→ EXPLORE THE MATERIAL:
• a. List every distinct proper name in the passage on the seed paradigm, each once.
• b. Reproduce the passage on the seed paradigm word for word, starting at "With respect to" and ending at "very different results.)".

→ SELECTED EXCERPT:
..............................

Thomas Hood wrote:
Saffron, the prehistoric paradigm for sexual reproduction was the agricultural sowing of seed. According to this view, since the male possessed the seed, he was the originator of life. Everything else follows from this paradigmatic assumption.
With respect to the cultures that claim intellectual descendance from ancient Greece, one of the most power evocations of this basic idea was Plato. Here is a link to Timaeus where the following passage is taken. (note: for those of us who come from cultures that do not claim descendence from Plato et al, there are other stories that explain the relationship between mind and matter very differently, and with very different results.)

..............................

→ STUDY MATERIAL:

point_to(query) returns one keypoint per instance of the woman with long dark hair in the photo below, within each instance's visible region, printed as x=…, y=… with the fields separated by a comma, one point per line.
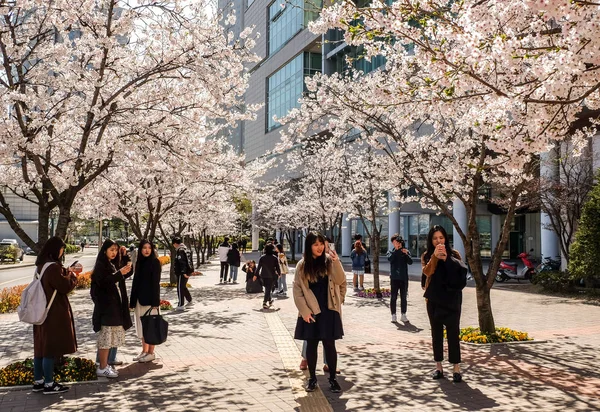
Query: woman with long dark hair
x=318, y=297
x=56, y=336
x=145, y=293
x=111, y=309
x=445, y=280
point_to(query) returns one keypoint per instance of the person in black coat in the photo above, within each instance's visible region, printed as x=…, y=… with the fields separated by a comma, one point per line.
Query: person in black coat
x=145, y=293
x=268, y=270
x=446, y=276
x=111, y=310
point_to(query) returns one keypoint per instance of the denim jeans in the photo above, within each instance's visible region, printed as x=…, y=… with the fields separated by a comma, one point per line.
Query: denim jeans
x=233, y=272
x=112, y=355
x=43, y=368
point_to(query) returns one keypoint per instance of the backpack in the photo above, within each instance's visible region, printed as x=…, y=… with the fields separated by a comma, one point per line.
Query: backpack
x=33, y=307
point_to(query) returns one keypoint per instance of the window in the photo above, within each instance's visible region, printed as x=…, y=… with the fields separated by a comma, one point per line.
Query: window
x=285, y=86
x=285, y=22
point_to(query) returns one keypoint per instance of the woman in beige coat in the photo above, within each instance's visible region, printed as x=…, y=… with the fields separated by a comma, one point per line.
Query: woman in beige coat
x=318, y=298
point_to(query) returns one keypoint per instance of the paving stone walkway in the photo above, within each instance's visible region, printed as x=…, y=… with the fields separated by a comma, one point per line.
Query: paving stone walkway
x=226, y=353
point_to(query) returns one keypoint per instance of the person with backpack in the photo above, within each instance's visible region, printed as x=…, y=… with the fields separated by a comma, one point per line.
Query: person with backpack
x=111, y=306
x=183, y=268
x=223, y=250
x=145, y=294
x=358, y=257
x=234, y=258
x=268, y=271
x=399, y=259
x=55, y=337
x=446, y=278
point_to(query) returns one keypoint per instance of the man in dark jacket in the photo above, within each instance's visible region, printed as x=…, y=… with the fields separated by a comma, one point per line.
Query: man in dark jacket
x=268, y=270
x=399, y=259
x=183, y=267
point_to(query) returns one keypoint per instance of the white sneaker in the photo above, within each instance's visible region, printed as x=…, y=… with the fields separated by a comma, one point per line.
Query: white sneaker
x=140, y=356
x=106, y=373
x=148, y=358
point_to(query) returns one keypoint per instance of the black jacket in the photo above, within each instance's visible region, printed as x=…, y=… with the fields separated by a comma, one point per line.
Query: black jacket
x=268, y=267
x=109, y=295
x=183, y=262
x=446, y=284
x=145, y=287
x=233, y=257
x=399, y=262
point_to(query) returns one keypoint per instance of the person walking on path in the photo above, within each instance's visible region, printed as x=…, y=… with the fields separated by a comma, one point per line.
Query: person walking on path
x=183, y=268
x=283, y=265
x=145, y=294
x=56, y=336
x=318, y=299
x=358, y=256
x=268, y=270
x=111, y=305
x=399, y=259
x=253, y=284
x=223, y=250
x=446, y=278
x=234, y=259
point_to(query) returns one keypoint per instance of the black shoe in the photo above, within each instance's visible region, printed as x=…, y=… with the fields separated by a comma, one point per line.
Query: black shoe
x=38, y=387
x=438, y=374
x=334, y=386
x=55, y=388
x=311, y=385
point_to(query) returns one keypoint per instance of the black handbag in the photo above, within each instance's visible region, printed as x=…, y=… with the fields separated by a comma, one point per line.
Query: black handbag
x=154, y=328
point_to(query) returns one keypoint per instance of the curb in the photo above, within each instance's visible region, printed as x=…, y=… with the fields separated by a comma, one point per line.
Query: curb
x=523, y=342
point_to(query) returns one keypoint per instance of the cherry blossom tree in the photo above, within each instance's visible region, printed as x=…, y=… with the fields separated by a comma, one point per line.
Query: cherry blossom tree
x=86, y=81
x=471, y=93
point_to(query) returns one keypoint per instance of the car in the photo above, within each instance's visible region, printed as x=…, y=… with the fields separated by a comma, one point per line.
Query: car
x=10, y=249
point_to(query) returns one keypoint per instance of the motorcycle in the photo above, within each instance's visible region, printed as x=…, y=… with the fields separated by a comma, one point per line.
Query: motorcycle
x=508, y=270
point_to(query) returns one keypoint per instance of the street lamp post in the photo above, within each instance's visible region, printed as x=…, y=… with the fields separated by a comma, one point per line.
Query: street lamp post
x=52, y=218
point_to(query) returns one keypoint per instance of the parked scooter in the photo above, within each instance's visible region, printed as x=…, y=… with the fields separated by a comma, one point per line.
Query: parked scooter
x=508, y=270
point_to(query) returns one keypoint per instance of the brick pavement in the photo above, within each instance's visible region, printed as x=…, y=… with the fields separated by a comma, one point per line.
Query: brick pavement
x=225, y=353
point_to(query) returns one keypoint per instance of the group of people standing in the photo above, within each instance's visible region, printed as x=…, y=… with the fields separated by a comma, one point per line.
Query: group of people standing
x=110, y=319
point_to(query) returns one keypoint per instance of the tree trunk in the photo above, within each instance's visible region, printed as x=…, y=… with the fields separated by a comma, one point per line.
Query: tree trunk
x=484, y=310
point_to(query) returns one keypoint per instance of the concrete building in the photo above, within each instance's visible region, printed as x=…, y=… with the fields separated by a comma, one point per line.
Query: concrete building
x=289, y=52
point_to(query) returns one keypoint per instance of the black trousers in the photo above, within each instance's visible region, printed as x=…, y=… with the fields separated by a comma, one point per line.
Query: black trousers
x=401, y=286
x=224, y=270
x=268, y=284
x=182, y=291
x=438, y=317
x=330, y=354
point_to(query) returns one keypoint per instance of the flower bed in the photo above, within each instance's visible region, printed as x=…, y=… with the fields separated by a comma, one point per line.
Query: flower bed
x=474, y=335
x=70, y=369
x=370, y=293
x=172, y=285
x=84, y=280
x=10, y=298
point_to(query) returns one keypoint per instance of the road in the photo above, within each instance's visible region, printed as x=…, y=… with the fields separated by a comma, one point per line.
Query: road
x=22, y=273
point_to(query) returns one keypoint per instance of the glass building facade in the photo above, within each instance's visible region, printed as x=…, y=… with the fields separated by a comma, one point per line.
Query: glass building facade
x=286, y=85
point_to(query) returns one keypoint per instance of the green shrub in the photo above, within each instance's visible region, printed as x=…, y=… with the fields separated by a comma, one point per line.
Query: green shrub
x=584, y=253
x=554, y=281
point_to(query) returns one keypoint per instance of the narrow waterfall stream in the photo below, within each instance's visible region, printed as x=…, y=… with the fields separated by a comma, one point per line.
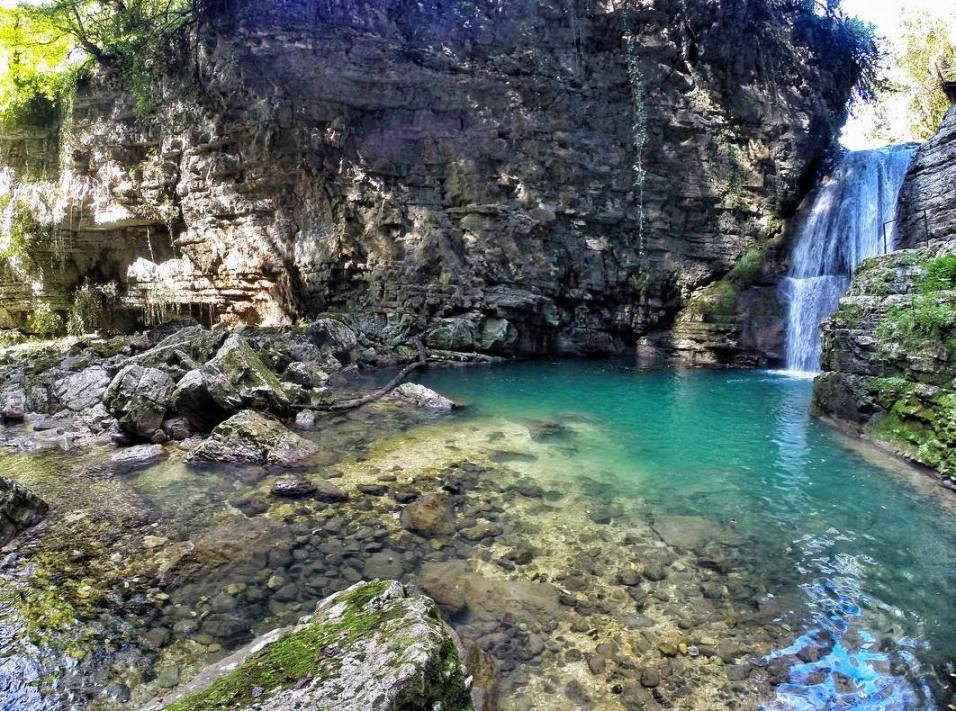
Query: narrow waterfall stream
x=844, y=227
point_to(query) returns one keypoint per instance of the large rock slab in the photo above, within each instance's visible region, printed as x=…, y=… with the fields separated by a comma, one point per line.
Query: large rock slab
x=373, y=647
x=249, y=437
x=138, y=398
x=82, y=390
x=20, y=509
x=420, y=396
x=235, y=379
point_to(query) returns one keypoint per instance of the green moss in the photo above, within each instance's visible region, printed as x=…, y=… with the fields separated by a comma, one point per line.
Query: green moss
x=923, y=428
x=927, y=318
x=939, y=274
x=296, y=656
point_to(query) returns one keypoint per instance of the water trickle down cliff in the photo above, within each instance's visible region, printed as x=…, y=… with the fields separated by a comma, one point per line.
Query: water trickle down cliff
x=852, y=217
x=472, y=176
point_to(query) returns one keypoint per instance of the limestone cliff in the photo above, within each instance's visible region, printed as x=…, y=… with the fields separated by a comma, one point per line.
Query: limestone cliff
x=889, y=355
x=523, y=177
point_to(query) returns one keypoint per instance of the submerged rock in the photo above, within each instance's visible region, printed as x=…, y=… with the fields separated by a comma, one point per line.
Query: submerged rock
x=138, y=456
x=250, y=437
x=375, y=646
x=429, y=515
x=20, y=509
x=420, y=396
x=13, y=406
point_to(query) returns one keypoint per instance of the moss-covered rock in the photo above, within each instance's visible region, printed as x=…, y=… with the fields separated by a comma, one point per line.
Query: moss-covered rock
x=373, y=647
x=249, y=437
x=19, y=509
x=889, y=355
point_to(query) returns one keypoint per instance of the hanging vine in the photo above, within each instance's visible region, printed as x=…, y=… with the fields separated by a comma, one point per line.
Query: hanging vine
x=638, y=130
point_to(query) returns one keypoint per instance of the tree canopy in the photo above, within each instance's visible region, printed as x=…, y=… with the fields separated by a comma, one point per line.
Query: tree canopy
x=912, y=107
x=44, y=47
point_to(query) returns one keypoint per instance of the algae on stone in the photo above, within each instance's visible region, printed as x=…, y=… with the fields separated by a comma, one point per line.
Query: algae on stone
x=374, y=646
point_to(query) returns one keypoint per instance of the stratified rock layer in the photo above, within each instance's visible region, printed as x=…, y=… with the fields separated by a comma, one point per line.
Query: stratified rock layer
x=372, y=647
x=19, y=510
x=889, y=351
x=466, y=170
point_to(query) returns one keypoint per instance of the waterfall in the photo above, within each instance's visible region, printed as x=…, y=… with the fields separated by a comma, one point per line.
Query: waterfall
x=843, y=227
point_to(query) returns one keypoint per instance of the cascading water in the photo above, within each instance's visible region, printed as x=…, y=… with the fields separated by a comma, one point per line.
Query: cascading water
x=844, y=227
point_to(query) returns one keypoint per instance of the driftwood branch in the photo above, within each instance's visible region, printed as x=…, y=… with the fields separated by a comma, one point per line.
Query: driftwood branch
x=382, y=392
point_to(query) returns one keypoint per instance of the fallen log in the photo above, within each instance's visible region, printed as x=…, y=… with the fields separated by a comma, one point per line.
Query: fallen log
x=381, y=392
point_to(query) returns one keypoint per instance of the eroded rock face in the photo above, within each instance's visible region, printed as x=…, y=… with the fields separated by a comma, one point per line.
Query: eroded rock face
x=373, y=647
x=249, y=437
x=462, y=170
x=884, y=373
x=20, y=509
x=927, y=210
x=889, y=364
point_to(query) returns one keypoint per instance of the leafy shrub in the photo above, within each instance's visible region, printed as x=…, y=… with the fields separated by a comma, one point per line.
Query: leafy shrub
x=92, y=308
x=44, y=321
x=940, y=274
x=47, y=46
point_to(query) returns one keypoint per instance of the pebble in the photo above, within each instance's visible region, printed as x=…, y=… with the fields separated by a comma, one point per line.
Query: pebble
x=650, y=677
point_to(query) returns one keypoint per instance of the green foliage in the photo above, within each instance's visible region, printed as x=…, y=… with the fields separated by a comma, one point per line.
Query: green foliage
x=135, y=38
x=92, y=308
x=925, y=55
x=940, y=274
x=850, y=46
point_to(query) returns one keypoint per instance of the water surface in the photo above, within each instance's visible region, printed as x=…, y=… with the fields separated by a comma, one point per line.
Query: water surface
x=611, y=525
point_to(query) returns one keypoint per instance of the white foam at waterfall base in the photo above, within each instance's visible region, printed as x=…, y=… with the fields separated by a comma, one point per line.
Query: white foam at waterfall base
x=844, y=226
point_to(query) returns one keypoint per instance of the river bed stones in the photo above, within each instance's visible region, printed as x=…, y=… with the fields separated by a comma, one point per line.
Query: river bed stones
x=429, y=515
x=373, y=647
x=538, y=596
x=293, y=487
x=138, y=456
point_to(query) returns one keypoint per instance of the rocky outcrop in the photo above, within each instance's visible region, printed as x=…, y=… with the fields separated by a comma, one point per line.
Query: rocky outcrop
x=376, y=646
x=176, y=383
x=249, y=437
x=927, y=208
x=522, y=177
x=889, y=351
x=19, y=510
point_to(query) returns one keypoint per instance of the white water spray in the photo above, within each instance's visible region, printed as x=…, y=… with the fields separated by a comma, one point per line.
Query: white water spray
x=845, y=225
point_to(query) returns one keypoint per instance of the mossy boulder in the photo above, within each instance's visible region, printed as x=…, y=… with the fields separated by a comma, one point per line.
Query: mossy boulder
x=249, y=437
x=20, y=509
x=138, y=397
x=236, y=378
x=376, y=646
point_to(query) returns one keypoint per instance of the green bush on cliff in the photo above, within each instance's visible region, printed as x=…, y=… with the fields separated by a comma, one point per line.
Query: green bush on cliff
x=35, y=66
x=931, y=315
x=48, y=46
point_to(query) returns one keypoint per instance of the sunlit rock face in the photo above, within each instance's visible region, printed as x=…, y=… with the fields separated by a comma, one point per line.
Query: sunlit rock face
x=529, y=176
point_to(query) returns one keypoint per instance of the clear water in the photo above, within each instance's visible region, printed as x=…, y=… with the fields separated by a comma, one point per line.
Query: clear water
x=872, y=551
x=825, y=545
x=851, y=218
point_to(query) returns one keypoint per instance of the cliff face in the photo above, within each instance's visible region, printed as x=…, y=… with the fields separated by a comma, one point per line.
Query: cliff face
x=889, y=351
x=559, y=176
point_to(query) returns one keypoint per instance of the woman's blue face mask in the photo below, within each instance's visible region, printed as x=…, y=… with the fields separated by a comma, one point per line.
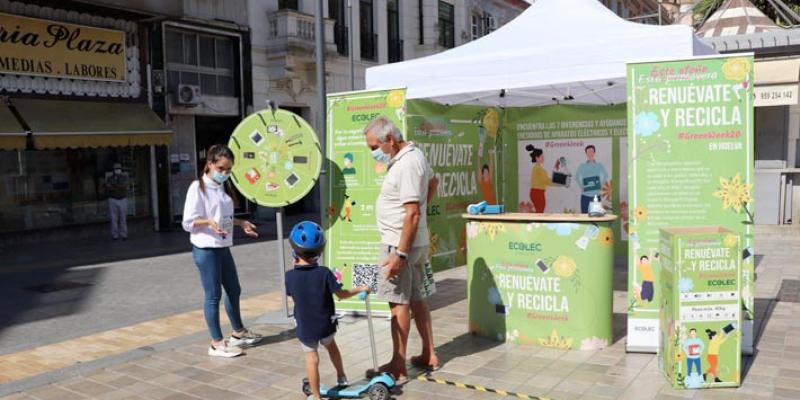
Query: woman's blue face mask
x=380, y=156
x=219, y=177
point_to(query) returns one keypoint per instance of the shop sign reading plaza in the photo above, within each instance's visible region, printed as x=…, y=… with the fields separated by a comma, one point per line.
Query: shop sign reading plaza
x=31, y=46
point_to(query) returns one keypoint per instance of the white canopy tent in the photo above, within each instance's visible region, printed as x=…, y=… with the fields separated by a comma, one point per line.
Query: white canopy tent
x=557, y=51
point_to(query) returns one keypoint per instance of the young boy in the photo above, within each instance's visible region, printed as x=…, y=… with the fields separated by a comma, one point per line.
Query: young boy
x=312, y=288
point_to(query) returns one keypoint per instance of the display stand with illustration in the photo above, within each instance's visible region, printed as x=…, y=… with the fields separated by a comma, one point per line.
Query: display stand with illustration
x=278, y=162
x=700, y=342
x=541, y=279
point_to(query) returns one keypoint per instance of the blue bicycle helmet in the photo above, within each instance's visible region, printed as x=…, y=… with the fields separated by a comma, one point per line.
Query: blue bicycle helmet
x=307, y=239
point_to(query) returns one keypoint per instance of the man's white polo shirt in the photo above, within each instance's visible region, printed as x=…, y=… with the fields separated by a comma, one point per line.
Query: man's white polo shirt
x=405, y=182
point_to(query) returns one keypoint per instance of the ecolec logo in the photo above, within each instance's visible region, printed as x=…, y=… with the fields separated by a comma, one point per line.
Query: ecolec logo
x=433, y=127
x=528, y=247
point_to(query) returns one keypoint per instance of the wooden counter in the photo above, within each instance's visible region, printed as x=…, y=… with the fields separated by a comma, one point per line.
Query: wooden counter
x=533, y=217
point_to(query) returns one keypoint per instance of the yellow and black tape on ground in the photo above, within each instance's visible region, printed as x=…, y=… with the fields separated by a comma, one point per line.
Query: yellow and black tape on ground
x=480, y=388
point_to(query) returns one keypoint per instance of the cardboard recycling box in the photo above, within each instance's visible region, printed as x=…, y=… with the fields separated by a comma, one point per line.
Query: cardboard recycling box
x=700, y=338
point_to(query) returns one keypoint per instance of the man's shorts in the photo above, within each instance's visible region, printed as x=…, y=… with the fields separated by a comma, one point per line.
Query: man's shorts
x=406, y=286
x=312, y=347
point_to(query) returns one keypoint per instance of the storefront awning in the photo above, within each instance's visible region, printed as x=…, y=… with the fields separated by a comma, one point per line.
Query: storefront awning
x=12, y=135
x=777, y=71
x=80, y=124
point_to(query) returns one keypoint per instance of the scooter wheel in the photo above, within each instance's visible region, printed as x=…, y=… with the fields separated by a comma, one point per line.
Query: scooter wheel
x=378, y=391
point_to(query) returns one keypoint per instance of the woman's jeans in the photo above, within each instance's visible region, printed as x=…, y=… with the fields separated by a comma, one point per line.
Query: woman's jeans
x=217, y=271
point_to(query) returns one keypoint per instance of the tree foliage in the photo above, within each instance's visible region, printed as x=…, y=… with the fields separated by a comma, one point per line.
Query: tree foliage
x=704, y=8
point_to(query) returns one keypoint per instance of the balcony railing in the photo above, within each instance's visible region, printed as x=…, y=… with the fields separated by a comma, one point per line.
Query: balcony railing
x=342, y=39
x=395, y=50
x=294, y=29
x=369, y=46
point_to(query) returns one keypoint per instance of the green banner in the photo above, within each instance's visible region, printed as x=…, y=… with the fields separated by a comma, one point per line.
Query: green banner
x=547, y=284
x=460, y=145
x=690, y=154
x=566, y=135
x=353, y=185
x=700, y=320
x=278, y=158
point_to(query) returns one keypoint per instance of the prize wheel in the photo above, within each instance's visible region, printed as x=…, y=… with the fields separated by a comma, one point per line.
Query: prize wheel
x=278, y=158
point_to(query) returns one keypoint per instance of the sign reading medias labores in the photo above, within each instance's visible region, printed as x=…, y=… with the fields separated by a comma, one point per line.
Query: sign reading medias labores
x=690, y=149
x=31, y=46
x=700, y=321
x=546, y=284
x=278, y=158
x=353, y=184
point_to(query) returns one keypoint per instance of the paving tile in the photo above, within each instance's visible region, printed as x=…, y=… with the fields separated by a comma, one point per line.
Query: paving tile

..............................

→ RESULTS FOR EACH TASK:
• a. Thomas Hood, Saffron, Greece, Plato, Timaeus

• b.
With respect to the cultures that claim intellectual descendance from ancient Greece, one of the most power evocations of this basic idea was Plato. Here is a link to Timaeus where the following passage is taken. (note: for those of us who come from cultures that do not claim descendence from Plato et al, there are other stories that explain the relationship between mind and matter very differently, and with very different results.)